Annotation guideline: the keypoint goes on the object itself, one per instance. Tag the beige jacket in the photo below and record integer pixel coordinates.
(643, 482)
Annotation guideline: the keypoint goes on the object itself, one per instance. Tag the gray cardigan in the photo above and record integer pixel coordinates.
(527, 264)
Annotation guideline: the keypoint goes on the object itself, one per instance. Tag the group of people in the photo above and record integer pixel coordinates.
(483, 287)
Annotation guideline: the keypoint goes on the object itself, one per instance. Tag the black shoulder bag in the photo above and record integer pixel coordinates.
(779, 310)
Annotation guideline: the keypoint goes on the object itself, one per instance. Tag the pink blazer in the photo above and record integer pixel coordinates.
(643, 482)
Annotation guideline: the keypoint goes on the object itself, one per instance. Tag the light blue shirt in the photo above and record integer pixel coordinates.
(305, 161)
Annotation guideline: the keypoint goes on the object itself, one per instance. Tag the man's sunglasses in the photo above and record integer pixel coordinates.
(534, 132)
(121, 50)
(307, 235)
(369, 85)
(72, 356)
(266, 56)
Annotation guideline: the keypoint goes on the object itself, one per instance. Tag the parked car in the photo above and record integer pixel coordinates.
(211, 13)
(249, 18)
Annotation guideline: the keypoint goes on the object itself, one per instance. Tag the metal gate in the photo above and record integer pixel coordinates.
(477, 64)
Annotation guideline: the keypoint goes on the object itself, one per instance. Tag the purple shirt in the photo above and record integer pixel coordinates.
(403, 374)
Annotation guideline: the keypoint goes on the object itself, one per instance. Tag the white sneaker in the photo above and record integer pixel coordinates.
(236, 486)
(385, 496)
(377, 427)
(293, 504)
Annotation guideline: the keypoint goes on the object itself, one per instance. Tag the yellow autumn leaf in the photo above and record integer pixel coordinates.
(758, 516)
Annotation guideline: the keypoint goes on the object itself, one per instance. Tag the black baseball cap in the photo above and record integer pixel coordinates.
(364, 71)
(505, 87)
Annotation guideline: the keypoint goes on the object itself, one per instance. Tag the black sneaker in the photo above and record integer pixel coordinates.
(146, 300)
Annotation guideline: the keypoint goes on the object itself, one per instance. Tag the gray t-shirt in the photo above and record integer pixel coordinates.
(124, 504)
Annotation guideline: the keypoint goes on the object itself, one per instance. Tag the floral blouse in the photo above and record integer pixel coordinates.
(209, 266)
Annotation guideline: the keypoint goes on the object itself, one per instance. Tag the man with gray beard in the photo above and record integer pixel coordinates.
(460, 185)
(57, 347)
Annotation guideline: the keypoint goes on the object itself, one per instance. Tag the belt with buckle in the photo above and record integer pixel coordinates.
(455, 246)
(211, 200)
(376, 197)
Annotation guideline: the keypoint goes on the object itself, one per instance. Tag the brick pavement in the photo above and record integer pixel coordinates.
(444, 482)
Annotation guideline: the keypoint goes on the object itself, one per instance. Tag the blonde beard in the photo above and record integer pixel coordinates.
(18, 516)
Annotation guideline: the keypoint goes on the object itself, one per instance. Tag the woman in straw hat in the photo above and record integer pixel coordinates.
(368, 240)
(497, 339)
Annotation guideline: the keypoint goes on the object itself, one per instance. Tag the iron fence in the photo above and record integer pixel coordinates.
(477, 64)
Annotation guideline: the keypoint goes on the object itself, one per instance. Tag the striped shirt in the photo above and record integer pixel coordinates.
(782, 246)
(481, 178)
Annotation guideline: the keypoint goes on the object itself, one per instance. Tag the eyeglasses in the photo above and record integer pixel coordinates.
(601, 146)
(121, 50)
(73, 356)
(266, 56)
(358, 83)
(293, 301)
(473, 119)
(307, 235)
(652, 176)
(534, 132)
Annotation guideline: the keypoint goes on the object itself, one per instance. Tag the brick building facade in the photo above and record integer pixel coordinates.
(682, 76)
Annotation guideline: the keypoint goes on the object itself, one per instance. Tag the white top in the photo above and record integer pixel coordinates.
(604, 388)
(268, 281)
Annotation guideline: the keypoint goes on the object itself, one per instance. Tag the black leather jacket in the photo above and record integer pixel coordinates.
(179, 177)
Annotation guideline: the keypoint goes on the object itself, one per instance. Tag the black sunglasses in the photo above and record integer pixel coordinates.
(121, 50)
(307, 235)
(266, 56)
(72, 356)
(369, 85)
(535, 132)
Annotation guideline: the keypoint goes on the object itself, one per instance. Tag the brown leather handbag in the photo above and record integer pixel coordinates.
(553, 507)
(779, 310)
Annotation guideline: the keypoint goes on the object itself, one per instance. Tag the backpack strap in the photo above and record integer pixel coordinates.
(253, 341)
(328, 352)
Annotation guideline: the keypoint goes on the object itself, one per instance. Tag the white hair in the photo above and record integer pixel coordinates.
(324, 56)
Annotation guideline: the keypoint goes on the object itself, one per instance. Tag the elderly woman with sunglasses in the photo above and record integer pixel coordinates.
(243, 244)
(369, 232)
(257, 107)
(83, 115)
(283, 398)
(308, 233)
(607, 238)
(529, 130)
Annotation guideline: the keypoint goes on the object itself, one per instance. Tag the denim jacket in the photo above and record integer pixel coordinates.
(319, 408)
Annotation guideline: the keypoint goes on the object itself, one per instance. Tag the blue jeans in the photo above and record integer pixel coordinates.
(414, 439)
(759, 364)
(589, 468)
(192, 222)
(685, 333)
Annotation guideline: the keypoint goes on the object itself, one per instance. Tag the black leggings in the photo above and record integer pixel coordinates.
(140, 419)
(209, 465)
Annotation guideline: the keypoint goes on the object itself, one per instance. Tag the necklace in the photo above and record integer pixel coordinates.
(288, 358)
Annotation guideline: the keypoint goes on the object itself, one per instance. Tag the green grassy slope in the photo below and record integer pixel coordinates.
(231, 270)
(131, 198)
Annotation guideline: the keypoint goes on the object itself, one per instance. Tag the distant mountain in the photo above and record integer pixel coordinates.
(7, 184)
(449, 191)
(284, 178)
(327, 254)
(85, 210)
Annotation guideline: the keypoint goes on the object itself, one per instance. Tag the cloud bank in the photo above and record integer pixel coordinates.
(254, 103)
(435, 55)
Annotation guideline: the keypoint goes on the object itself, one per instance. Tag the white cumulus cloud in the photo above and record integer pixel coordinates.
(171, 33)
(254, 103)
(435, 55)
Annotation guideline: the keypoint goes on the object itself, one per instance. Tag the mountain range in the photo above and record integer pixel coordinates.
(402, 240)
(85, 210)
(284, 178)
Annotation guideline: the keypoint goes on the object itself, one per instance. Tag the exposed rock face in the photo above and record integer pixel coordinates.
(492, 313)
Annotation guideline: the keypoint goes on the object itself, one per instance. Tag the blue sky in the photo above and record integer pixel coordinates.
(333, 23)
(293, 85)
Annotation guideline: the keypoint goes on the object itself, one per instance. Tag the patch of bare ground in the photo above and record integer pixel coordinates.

*DESCRIPTION OF THE TASK*
Retype every record above exactly as written.

*EXPECTED ANSWER*
Annotation guideline: the keypoint goes on the object itself, one per instance. Tag the beige jacket in the photo below and record integer pixel coordinates.
(643, 482)
Annotation guideline: the keypoint goes on the object itself, one per instance. Tag the gray cardigan in the photo above and record integer pixel coordinates.
(527, 264)
Annotation guideline: the keypoint goes on the object itself, one per instance. Tag the group of people in the photo above and record integer pixel coordinates.
(483, 287)
Annotation guideline: the keypoint goes on the object itself, one per instance. Tag the black shoulder bag in the photo above and record integer pixel coordinates.
(779, 310)
Annotation guideline: the keypoint goes on the object itself, one per instance. Tag the pink blazer in the photo above and record integer pixel coordinates.
(643, 482)
Annotation guideline: the keypoint goes on the object itself, one per instance. Tag the light blue shirt in the photo above and record integer pixel coordinates.
(305, 161)
Annotation guideline: the keypoint goes on the object itself, one per instance. Tag the man's sunglasses in the photo above and record integer pixel coordinates.
(534, 132)
(121, 50)
(307, 235)
(369, 85)
(72, 356)
(266, 56)
Annotation guideline: the keypoint goes on the object itself, one per instance. Tag the parked car in the photo above and record integer pixel coordinates.
(211, 13)
(249, 18)
Annotation guideline: the keypoint goes on the object itself, one per instance. Tag the metal gate in the photo above and record integer pixel coordinates.
(477, 64)
Annotation guideline: the keypoint goes on the object itself, one per instance. Tag the purple shirt in the photo above and record integer pixel coordinates.
(403, 374)
Annotation guideline: the keypoint goes on the object itself, one per instance. Tag the white sneaker in the photo above and record integer pixel coordinates.
(236, 486)
(385, 496)
(377, 427)
(293, 504)
Annotation guideline: the keypoint goes on the object itself, one per instance. Tag the yellow autumn leaf in the photo above and record integer pixel coordinates.
(758, 516)
Annotation guideline: the keypoint goes on the object itself, one per instance. Tag the black baseball cap in the photo above and record integer pixel coordinates.
(364, 71)
(505, 87)
Annotation guideline: the keypoint goes on the object itself, one per instance. Tag the black sneaker in the photo above and record integer pixel coordinates.
(146, 300)
Annotation guideline: the keypoint goes on the object itself, one per instance. Tag the gray t-shirt in the photo above and record integer pixel coordinates.
(124, 504)
Annotation guideline: the keypoint goes on the object itself, one per instance. Tag the floral blouse in the photo above and record integer pixel coordinates.
(209, 266)
Annotation guideline: the keypoint goes on the object itself, one per instance. Tag the man with gray beard in the photo above and record integer pixel coordinates.
(460, 185)
(57, 347)
Annotation guideline: the keypoint goes on the object itself, one per instance. Tag the belt with buckle in the photo above and record integer pixel coordinates.
(455, 246)
(211, 200)
(376, 197)
Annotation guideline: the keypoint goes on the object itself, one per instance. Tag the brick pavement in the photo above and record integer pixel coordinates.
(444, 482)
Annotation guideline: the keypoint goes on the object itself, one per instance. Tag the blonde beard in the photo above and record integer pixel coordinates.
(18, 516)
Annotation guideline: the keypoint goes on the object itself, one per instance. Tag the woman in straw hat in the photo above and record integer pixel coordinates.
(368, 240)
(497, 339)
Annotation guideline: the keypoint goes on the object itself, one per instance. Tag the iron fence in the photo above and record integer pixel coordinates.
(477, 64)
Annotation guideline: the keypoint goes on the object itself, one per instance. Tag the striped shirt in the photo above and record integer pixel coordinates.
(782, 246)
(481, 178)
Annotation guideline: the keypoint goes on the object itself, one per instance. Tag the eyeglasses in the photo above and record integer pixel coordinates.
(601, 146)
(121, 50)
(73, 356)
(266, 56)
(358, 83)
(293, 301)
(473, 119)
(307, 235)
(652, 176)
(534, 132)
Annotation guideline: the keypoint goes on the object itself, one per instance. Tag the brick building facade in the photo above and record integer pixel coordinates.
(682, 76)
Annotation guideline: the keypoint goes on the object itself, one per instance. Tag the white top in the photo above and record integer pixel coordinates.
(604, 388)
(268, 281)
Annotation guideline: the keypoint goes on the object itself, one per instance. Tag the black leather jacket in the photo above and record integer pixel coordinates.
(179, 177)
Annotation guideline: the keypoint goes on the object itself, one per instance. Tag the black sunglasses in the photo above and record integer pixel coordinates.
(121, 50)
(307, 235)
(266, 56)
(72, 356)
(369, 85)
(535, 132)
Annotation guideline: the keypoint goes on the object itself, one per instance. Tag the brown leather handbag in the photo above and record integer pixel coordinates.
(553, 507)
(779, 310)
Annotation guideline: the keypoint goes on the object itself, one per instance. Tag the backpack strap in the photo above and record integer pixel coordinates.
(253, 341)
(328, 352)
Annotation guideline: the keypoint goes on the object itself, one per instance. Tag the white hair in the photo above and record integer pixel coordinates.
(324, 56)
Annotation guideline: the keypoint goes on the object itself, one per instance. Tag the elderly woman with sunglasses in the photo above and record integer pixel coordinates.
(243, 244)
(369, 232)
(257, 107)
(83, 115)
(283, 398)
(308, 233)
(607, 238)
(529, 130)
Annotation guideline: the keypoint goes on the object itself, one per instance. Tag the denim jacket in the photo above and record integer pixel coordinates.
(319, 408)
Annotation guideline: the keypoint goes on the object itself, one per instance. Tag the blue jeans in the photo above and record integer pixel coordinates.
(414, 439)
(759, 364)
(589, 468)
(192, 222)
(685, 333)
Annotation guideline: the keypoint goes on the object itself, one per instance. Tag the black leggings in the photo above and record integer pixel coordinates.
(140, 419)
(209, 465)
Annotation guideline: the keypoint goes on the object itself, one per instance. Tag the necklace in the photo above and record integer pixel coordinates.
(288, 358)
Annotation guideline: the keypoint goes on the object itself, one per instance. Tag the green grassy slope in the photo below and record integer pixel coordinates.
(231, 270)
(131, 198)
Annotation guideline: the keypoint goes on the object itself, one per instance. Tag the distant mountain in the photo above and record integer pixel coordinates.
(7, 184)
(449, 191)
(284, 178)
(327, 254)
(85, 210)
Annotation guideline: the keypoint goes on the object itself, one per instance. Tag the cloud bank in the photo above and record integer pixel coordinates.
(254, 103)
(435, 55)
Annotation guideline: the keypoint goes on the object itself, one per instance. Tag the white cumulus cloud in the photo above and record integer pixel coordinates.
(171, 33)
(254, 103)
(435, 55)
Annotation guideline: the keypoint goes on the object itself, one per instance. Tag the mountain range in the photo above and record integer pixel coordinates.
(402, 240)
(85, 210)
(284, 178)
Annotation guideline: the keypoint goes on the object itself, one per instance. Tag the exposed rock face in the photo above and record integer pixel coordinates.
(492, 313)
Annotation guideline: the keypoint goes on the object itself, one per instance. Tag the blue sky in the photo above and record integer pixel coordinates.
(333, 23)
(293, 85)
Annotation guideline: the keypoint goes on the object itself, one per instance. Tag the patch of bare ground in the photo above and record integer pixel coordinates.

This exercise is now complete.